-- START OF Excerpted text --
Undoubtedly, Tebey Ottoh is best known as a songwriter. He’s written for artists as diverse as Canadian pop star Shawn Desman, U.K. R&B/soul songstress Pixie Lott, and country artists including Tara Oram, Doc Walker and superstars Big and Rich.

He remains a prolific and diverse songwriter and has recently written multiple songs for Emerson Drive’s 2012 release, Roll, Smash Mouth’s comeback single, “Magic,” and provided two cuts for worldwide pop sensation One Direction’s sophomore effort, Take Me Home.

Tebey’s first love, however, is performance, a passion he’s nurtured since first taking the stage at the Burlington, Ont., church he attended as a child. Ever since, the now Nashville-based singer-songwriter has wanted to release a record of his own, a dream he finally realized in November 2012 with his debut album, The Wait.

“Writing and recording this record was a matter of learning to go with my heart, and record the songs I love.”

Aptly titled, The Wait isn’t so much a transition for Tebey as a return to his roots as a recording artist and performer in his own right. “I’ve always written different genres of music because I don’t think music should be put into a box,” he says. ‘I grew up listening to everything, and I take those influences into my songwriting sessions, but when it comes to my artist career, it’s definitely country.”
-- END OF Excerpted text --
-- START OF Provided information --
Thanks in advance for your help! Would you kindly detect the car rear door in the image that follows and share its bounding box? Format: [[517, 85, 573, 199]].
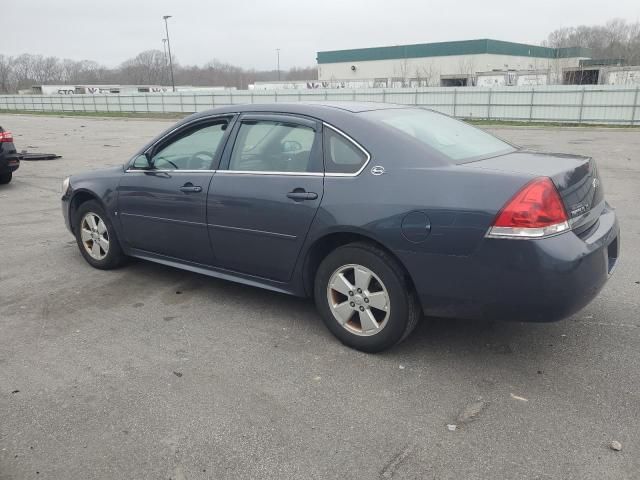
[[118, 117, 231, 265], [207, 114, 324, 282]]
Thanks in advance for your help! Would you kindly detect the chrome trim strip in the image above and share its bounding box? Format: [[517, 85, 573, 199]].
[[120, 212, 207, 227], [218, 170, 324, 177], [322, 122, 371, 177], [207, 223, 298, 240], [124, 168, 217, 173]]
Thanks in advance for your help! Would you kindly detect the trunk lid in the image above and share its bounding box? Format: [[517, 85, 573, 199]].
-- END OF Provided information --
-- START OF Provided information --
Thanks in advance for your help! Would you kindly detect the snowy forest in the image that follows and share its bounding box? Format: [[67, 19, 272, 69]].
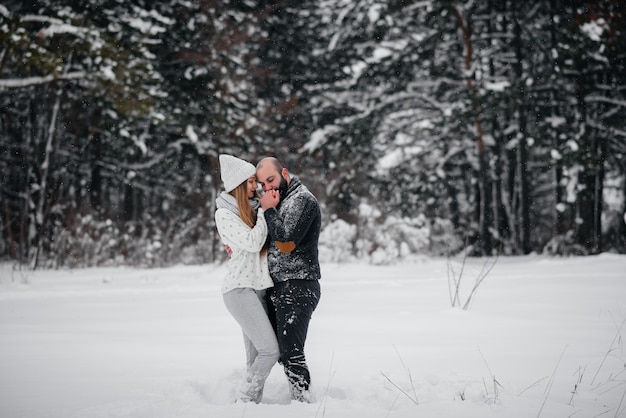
-- END OF Provided information --
▶ [Problems]:
**A)** According to the profile of Tebey Ottoh, what was the name of his debut album, and when was it released?
**B)** From the profile of Tebey Ottoh, extract the stretch from "Tebey’s first love, however, is" through "album, The Wait." word for word.

▶ [Task answers]:
**A)** His debut album was The Wait, released in November 2012.

**B)**
Tebey’s first love, however, is performance, a passion he’s nurtured since first taking the stage at the Burlington, Ont., church he attended as a child. Ever since, the now Nashville-based singer-songwriter has wanted to release a record of his own, a dream he finally realized in November 2012 with his debut album, The Wait.